### OBIETTIVO
Rinomina "Find and box" in "Locate and outline" in tutti i record seguenti, senza modificare nient'altro, e riscrivili omettendo le immagini.

Voci di un dataset
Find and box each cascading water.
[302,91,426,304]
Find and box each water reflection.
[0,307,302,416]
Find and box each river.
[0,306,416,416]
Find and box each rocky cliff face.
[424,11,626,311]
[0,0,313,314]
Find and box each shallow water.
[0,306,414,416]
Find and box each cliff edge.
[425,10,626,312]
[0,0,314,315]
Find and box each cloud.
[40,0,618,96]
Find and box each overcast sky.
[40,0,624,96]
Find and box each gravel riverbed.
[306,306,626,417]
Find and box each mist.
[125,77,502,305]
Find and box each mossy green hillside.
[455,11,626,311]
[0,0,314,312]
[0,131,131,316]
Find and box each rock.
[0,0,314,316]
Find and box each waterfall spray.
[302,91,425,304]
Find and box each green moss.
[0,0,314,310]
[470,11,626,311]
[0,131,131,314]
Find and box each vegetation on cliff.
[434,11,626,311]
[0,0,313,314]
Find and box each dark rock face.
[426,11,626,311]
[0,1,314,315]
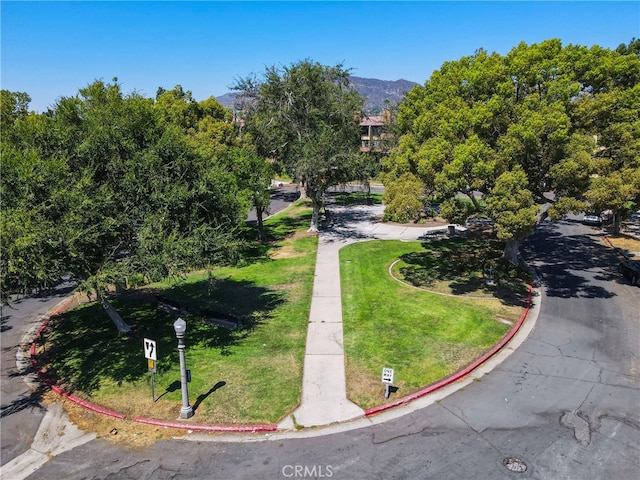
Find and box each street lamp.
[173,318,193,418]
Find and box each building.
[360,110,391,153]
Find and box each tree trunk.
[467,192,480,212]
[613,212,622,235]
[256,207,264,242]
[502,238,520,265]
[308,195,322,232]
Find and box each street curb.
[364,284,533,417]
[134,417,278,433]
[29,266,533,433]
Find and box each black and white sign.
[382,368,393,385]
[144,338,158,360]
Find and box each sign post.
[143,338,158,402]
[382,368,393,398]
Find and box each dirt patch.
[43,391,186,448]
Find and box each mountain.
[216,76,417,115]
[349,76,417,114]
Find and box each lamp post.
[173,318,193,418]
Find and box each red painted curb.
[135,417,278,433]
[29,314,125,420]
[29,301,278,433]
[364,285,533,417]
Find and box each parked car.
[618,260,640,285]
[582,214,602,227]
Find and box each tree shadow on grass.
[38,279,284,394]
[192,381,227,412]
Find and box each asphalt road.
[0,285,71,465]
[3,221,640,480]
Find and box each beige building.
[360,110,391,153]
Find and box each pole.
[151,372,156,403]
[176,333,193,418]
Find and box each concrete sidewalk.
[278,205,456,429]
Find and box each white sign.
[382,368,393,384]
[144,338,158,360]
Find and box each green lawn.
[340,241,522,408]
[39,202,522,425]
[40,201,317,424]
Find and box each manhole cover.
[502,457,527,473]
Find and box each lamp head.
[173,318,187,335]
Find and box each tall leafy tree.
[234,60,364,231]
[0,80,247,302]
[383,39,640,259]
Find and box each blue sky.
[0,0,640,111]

### RISULTATO DELL'ESERCIZIO
Locate and outline each cascading water.
[302,91,426,304]
Locate and outline each water reflection.
[0,307,302,416]
Locate and outline each river.
[0,306,416,416]
Locate and outline each rocky cliff face.
[424,11,626,311]
[0,0,313,314]
Locate and outline each shallow water.
[0,306,414,416]
Locate and outline each cliff edge.
[425,10,626,312]
[0,0,314,315]
Locate and outline each cloud.
[40,0,618,96]
Locate and outline each overcast sky.
[40,0,624,96]
Locate and outline each gravel riverbed.
[306,306,626,417]
Locate and outline each mist.
[125,77,502,305]
Locate and outline each mossy green hillside.
[455,11,626,311]
[0,0,314,312]
[0,131,131,316]
Locate and outline each rock.
[0,0,314,316]
Locate and outline each waterfall spray.
[302,91,425,304]
Locate and outline each green moss.
[0,0,314,310]
[470,11,626,311]
[0,131,131,314]
Locate and outline each vegetation on cliff.
[434,11,626,311]
[0,0,313,314]
Locate and outline each dark rock face.
[426,11,626,311]
[0,1,314,315]
Locate and outline each street lamp.
[173,318,193,418]
Locate and outline each building.
[360,110,391,153]
Locate and outline each tree trunk.
[467,192,480,212]
[613,212,622,235]
[256,207,264,242]
[502,238,520,265]
[308,195,322,232]
Locate and outline each street curb.
[364,284,533,417]
[134,417,278,433]
[29,266,533,433]
Locate and outline each black and white sign.
[382,368,393,385]
[144,338,158,360]
Locate and outline each sign post.
[143,338,158,402]
[382,368,393,398]
Locate and outline each dirt patch.
[43,391,186,448]
Locate and outline each mountain.
[216,76,417,115]
[349,76,417,114]
Locate and outline each lamp post.
[173,318,193,418]
Locate and outline each red painted curb.
[135,417,278,433]
[29,314,125,420]
[29,301,278,433]
[364,285,533,417]
Locate and outline each parked car.
[618,260,640,285]
[582,214,602,227]
Locate and outline each tree shadow on grass.
[38,279,284,394]
[192,381,227,412]
Locate and outline each asphalt road.
[0,285,71,465]
[3,221,640,480]
Locate and outline each beige building.
[360,110,391,153]
Locate and outline each pole.
[151,372,156,403]
[176,333,193,418]
Locate and outline each concrete sidewalk.
[278,205,456,429]
Locate and outline each white sign.
[382,368,393,384]
[144,338,158,360]
Locate and outline each green lawn.
[340,241,522,408]
[39,202,522,425]
[40,201,317,424]
Locate and outline each manhole cover.
[502,457,527,473]
Locate and outline each lamp head.
[173,318,187,335]
Locate and outline each tall leafy tree.
[234,60,364,231]
[0,80,247,302]
[383,39,640,259]
Locate and outline each blue sky.
[0,0,640,111]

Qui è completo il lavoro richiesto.